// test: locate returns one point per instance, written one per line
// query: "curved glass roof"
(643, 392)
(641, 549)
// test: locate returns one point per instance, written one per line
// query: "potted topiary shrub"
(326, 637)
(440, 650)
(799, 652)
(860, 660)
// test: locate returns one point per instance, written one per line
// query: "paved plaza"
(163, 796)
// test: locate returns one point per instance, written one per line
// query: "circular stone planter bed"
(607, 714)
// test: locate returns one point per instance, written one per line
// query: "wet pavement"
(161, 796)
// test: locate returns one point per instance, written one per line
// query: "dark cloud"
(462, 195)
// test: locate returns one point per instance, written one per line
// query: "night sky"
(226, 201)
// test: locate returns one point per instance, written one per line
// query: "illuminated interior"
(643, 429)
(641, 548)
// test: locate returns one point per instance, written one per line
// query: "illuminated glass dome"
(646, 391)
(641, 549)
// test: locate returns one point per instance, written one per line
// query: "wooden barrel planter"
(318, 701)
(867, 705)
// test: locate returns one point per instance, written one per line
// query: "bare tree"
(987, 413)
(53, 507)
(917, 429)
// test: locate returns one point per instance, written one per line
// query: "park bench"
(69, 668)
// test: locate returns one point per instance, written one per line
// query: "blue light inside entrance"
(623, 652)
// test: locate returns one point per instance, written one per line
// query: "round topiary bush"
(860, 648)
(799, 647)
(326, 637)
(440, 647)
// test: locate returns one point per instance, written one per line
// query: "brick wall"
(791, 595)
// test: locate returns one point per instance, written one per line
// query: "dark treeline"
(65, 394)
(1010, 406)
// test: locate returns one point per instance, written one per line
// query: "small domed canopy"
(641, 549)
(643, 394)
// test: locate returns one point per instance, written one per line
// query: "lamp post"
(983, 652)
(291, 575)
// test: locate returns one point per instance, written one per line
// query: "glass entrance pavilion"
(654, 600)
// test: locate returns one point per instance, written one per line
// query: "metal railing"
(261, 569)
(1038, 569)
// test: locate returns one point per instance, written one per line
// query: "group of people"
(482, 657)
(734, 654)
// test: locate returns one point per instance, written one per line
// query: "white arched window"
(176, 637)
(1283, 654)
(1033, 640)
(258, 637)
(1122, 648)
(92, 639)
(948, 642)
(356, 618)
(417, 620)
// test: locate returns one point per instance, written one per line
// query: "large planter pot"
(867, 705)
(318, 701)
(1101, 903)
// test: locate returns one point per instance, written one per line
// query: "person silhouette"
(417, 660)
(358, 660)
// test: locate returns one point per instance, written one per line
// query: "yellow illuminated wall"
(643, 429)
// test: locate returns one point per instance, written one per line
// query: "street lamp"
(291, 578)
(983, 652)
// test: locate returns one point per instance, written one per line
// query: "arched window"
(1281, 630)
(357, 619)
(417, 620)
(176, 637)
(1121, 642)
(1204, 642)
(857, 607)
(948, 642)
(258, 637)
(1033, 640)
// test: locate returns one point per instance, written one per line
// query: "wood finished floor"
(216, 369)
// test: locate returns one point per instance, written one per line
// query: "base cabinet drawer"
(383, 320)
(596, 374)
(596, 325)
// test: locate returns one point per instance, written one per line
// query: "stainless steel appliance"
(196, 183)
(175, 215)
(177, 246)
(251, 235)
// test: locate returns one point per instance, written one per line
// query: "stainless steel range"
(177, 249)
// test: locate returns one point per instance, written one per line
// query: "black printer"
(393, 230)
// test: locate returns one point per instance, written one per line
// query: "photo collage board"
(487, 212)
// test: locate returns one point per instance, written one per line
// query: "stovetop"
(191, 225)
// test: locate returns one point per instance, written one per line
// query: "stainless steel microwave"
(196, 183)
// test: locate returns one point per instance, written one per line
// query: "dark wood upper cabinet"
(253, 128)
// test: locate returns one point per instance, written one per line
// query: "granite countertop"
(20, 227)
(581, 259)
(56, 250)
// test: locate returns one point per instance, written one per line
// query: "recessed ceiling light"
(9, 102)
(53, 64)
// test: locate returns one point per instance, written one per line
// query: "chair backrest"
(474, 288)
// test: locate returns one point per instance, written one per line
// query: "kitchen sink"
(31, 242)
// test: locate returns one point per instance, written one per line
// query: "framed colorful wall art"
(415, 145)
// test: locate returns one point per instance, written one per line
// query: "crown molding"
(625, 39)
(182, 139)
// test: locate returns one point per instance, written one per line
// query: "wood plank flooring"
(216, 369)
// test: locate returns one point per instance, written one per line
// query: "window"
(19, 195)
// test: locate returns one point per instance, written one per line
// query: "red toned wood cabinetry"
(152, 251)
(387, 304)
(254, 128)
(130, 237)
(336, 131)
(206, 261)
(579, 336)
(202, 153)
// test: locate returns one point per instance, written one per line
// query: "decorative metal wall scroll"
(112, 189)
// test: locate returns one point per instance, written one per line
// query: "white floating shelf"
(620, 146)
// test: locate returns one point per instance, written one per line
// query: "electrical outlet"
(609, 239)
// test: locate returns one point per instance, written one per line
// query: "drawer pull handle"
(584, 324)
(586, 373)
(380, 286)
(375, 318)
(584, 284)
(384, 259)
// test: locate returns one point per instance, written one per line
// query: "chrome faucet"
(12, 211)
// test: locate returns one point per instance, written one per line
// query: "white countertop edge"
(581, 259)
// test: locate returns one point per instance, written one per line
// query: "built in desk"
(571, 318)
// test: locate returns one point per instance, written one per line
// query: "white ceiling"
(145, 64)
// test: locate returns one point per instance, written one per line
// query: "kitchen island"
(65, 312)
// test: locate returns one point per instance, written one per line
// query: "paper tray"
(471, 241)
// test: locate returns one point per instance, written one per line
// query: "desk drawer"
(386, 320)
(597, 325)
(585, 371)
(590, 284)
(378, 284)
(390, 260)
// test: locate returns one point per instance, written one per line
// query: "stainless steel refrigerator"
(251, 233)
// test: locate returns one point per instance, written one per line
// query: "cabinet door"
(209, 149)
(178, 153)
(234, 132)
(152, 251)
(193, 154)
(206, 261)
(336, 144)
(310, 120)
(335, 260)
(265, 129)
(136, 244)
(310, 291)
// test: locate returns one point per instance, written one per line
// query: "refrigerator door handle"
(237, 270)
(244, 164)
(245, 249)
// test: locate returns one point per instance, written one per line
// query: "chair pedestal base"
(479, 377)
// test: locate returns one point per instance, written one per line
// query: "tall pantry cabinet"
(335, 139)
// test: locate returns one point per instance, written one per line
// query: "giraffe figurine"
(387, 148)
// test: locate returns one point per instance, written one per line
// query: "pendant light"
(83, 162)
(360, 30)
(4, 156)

◇ ◇ ◇ ◇

* [WHAT THIS TASK INVOLVES]: Output the full listing exactly as it stands.

* [SOLUTION TO THIS PROBLEM]:
// test: locate returns one point per instance, written one per line
// query: "curved glass roof"
(643, 392)
(641, 549)
// test: locate returns one point per instance, written one per line
// query: "potted topiary shrub"
(326, 637)
(440, 650)
(799, 652)
(860, 660)
// test: locate returns one point per instance, written one per line
// query: "paved plaza"
(163, 796)
// test: locate returns one point per instance, written one per line
// query: "circular stone planter bed"
(607, 714)
// test: locate returns one point per instance, written one per line
// query: "wet pavement"
(161, 796)
// test: locate returns one point per instance, written one per line
// query: "dark cloud"
(462, 195)
// test: locate returns one point per instance, written one per line
// query: "night sky"
(226, 201)
// test: locate returns one point per instance, written one per line
// query: "illuminated interior"
(643, 429)
(641, 548)
// test: locate returns one point per instance, written one per line
// query: "illuminated glass dome"
(646, 391)
(641, 549)
// test: locate returns one point per instance, written one per line
// query: "wooden barrel planter"
(318, 701)
(867, 705)
// test: locate returns one point per instance, written one per line
// query: "bare tree"
(987, 413)
(53, 507)
(917, 429)
// test: locate returns one point per instance, written one per line
// query: "park bench"
(69, 668)
// test: locate returns one point per instance, written one per line
// query: "blue light inside entrance"
(623, 652)
// test: locate returns one point per instance, written one per line
// query: "round topiary bush"
(860, 648)
(799, 647)
(326, 637)
(440, 647)
// test: locate returns one point per instance, written one per line
// query: "brick wall"
(791, 595)
// test: locate returns one point per instance, written one per line
// query: "dark treeline"
(65, 394)
(1010, 406)
// test: locate returns one point per instance, written one per line
// query: "small domed canopy"
(641, 549)
(643, 394)
// test: locate returns one point per instance, written one per line
// query: "lamp post"
(983, 652)
(291, 575)
// test: locate returns one point per instance, written one per line
// query: "glass entrance pavilion"
(654, 600)
// test: locate returns one point per instance, written one per line
// query: "metal railing"
(261, 569)
(1038, 569)
// test: locate returns one point per instance, written one per line
// query: "group of people"
(482, 657)
(734, 654)
// test: locate returns one point per instance, written one per line
// query: "white arched window"
(176, 637)
(1283, 654)
(1033, 640)
(258, 637)
(1122, 648)
(92, 639)
(948, 642)
(356, 618)
(417, 620)
// test: locate returns one point per instance, written one per line
// query: "large planter pot"
(867, 705)
(318, 701)
(1101, 903)
// test: locate returns one point per instance, written one per line
// query: "person silhouette"
(417, 660)
(358, 660)
// test: locate returns one point per instance, written one per line
// query: "yellow illuminated wall"
(643, 429)
// test: locate returns one point per instance, written one per line
// query: "street lamp"
(291, 578)
(983, 652)
// test: locate returns one point per instance, written one per line
// query: "arched window"
(1281, 630)
(357, 619)
(417, 620)
(176, 637)
(1121, 642)
(1204, 642)
(857, 607)
(948, 642)
(258, 637)
(1033, 640)
// test: locate returns one point per instance, written one per line
// query: "wood finished floor"
(216, 369)
// test: locate returns one point per instance, written one per line
// query: "base cabinet drawer"
(383, 320)
(596, 374)
(596, 325)
// test: locate returns one point per instance, written one per line
// query: "stainless steel appliance"
(196, 183)
(175, 215)
(177, 246)
(251, 235)
// test: locate returns one point per instance, written one per line
// query: "stainless steel range"
(177, 249)
// test: locate returns one point per instance, written one per line
// query: "black printer"
(393, 230)
// test: locate returns one point per instance, written one per line
// query: "photo collage board"
(487, 212)
// test: locate returns one point per instance, written one per line
// query: "stovetop"
(191, 225)
// test: locate returns one point per instance, written one per line
// query: "stainless steel microwave"
(196, 183)
// test: locate returns one point per instance, written one per line
// query: "dark wood upper cabinet"
(253, 128)
// test: locate returns one point per instance, written one per line
// query: "granite countertop"
(20, 227)
(581, 259)
(56, 250)
// test: locate returns one point per instance, written one per line
// query: "recessed ceiling light"
(9, 102)
(53, 64)
// test: locate returns one point per instance, written one per line
// query: "chair backrest"
(474, 288)
// test: locate returns one point per instance, written one per line
// query: "kitchen sink"
(31, 242)
// test: locate returns one point per instance, written one per line
// query: "framed colorful wall art"
(415, 145)
// test: locate returns one point per instance, written one per line
// query: "crown molding"
(625, 39)
(182, 139)
// test: locate returns one point per instance, written one per line
// query: "wood plank flooring"
(216, 369)
// test: locate returns one point per instance, written one per line
// query: "window"
(19, 195)
// test: locate returns one point per instance, written one per line
// query: "red toned wood cabinetry"
(152, 251)
(387, 304)
(254, 128)
(130, 237)
(336, 131)
(206, 261)
(579, 336)
(202, 153)
// test: locate returns one point per instance, written one per line
// query: "decorative metal wall scroll"
(112, 189)
// test: locate returns one point per instance, written one per line
// query: "white floating shelf"
(620, 146)
// test: locate returns one point per instance, written one per line
// query: "electrical outlet"
(609, 239)
// test: locate returns one point per instance, written one per line
// query: "drawer pull handle"
(584, 324)
(586, 373)
(380, 286)
(375, 318)
(584, 284)
(384, 259)
// test: locate returns one point per instance, written one per line
// query: "chrome faucet"
(12, 211)
// test: locate returns one point per instance, written one per line
// query: "white countertop edge"
(581, 259)
// test: locate returns one point per instance, written one per line
// query: "built in desk"
(571, 318)
// test: locate returns one point per instance, written one per line
// query: "white ceiling"
(145, 64)
// test: locate returns one point per instance, written one per line
// query: "kitchen island"
(65, 312)
// test: locate returns one point per instance, written one per line
// query: "paper tray"
(471, 241)
// test: locate returns one point per instance, written one per line
// query: "desk drawer"
(386, 320)
(597, 325)
(585, 371)
(590, 284)
(378, 284)
(390, 260)
// test: locate returns one point per instance, written one per line
// query: "stainless steel refrigerator"
(251, 233)
// test: locate returns one point per instance, written one per line
// query: "cabinet door"
(209, 149)
(178, 153)
(234, 132)
(152, 251)
(193, 154)
(206, 261)
(336, 144)
(310, 120)
(335, 260)
(265, 129)
(136, 244)
(310, 291)
// test: locate returns one point per instance, written one per line
// query: "refrigerator door handle"
(237, 270)
(244, 164)
(245, 249)
// test: locate returns one point per instance, written one per line
// query: "chair pedestal base"
(479, 377)
// test: locate returns one point per instance, written one per line
// query: "tall pantry cabinet"
(335, 139)
// test: locate returns one point per instance, written one per line
// query: "giraffe figurine"
(387, 148)
// test: locate returns one point per instance, written one per line
// query: "pendant light"
(83, 162)
(360, 30)
(4, 156)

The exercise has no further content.